═════ Data under study ═════
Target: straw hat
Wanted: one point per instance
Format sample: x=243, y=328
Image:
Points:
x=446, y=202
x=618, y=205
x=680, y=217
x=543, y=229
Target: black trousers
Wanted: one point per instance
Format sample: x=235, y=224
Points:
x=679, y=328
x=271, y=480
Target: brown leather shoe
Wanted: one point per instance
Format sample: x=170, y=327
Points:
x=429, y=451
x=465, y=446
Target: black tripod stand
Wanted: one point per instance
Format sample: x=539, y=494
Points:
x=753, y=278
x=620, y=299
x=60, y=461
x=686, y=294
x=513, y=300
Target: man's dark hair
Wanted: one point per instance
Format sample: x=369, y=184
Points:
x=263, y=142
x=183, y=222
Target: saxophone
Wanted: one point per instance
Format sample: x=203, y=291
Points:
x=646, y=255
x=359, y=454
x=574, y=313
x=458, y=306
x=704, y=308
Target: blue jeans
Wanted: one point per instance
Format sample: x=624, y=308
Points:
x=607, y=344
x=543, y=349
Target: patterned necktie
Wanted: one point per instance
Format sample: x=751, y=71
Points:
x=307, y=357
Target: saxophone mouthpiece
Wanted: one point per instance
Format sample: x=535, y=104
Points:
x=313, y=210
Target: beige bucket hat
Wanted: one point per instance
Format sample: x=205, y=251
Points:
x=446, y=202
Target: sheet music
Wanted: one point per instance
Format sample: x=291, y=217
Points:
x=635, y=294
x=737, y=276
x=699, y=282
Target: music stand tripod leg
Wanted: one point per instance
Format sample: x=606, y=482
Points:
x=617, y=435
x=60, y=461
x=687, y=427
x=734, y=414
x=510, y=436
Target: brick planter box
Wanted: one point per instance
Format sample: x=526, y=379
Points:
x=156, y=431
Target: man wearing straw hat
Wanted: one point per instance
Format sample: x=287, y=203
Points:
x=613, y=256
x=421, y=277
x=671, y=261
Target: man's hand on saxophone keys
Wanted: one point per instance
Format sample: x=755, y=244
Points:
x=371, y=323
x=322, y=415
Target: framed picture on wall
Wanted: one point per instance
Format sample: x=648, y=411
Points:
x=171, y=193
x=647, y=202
═════
What is being asked
Count up the lines above in which the word "straw" appears, and give nothing but that count.

Response box
2